■ WHAT IS EXPECTED ■
Rewrite each of the entries below as a numbered list of its lines, leaving out the blank ones.

■ MATERIAL SHOWN ■
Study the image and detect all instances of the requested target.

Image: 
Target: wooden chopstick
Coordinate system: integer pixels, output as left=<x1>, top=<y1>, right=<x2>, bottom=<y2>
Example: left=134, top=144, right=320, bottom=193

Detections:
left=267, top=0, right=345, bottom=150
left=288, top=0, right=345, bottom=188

■ RESULT FOR THIS TASK ■
1. Study the image and detect all instances of the requested target.
2. Image: 
3. Target: wooden chopstick
4. Coordinate system: integer pixels, output as left=<x1>, top=<y1>, right=<x2>, bottom=<y2>
5. Example: left=134, top=144, right=320, bottom=193
6. Detections:
7. left=267, top=0, right=345, bottom=150
8. left=288, top=0, right=345, bottom=188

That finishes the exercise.